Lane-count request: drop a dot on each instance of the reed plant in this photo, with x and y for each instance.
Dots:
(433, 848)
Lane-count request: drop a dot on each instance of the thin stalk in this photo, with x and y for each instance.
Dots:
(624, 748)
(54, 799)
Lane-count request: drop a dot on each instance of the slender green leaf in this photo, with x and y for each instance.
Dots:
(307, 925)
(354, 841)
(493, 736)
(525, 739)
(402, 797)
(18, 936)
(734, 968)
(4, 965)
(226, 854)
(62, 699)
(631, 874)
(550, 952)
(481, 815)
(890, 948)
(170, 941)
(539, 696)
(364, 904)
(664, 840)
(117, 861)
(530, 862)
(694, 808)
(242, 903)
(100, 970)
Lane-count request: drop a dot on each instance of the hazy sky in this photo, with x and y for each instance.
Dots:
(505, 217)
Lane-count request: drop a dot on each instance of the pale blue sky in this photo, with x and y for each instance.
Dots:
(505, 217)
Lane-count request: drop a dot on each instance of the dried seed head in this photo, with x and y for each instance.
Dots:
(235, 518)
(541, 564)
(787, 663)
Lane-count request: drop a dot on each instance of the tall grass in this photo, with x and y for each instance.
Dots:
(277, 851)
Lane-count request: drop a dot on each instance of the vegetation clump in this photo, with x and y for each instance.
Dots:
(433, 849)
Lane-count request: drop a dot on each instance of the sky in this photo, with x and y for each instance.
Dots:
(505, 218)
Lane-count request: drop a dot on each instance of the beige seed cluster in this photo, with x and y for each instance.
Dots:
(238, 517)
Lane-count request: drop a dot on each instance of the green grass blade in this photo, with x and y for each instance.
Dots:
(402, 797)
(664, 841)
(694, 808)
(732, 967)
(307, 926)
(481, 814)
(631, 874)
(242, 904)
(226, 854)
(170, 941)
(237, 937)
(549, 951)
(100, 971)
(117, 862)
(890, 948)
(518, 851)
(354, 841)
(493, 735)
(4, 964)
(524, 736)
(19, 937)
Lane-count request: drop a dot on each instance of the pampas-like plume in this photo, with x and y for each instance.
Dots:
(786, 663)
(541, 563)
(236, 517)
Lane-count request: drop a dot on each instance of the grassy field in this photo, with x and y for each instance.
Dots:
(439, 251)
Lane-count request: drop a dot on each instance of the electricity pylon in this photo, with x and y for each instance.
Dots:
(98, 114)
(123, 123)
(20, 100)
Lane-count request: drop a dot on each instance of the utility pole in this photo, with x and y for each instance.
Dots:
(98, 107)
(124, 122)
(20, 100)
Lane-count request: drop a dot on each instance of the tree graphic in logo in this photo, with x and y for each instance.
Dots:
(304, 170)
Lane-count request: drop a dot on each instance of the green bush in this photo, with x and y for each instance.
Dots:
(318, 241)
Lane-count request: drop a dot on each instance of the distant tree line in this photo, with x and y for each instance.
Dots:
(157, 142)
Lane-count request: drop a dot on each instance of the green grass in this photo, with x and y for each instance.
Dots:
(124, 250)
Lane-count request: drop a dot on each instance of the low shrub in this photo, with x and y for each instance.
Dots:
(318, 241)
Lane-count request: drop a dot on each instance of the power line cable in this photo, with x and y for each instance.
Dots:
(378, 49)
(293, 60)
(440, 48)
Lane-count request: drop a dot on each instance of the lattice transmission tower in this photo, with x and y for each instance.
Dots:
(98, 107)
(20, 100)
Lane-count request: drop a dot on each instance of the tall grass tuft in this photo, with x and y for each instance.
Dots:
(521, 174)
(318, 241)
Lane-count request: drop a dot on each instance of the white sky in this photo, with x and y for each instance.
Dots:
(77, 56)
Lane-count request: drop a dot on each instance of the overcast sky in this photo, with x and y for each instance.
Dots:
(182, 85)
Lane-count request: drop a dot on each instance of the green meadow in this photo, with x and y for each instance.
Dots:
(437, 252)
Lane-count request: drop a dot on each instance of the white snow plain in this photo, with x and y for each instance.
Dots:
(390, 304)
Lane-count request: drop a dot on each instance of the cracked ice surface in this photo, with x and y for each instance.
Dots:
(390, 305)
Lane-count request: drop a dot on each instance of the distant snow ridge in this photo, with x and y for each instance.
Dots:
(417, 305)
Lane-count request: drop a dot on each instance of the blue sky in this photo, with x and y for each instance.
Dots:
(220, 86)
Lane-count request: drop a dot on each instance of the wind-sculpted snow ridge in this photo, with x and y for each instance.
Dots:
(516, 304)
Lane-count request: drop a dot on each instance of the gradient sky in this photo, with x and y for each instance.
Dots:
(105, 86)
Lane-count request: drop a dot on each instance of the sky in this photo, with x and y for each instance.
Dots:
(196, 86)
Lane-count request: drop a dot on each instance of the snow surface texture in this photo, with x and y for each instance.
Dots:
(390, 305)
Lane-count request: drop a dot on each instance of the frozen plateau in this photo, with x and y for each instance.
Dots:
========================
**GOAL OF THE EXERCISE**
Your job is to return all lines above that hold the word "surface".

**RESPONSE TO THIS EXERCISE**
Lane-count request: drop a dot on each instance of the cracked ice surface in this photo, with x and y for each instance.
Lane-count request: drop a dot on each instance of the snow surface texture in this photo, with x and y for each instance.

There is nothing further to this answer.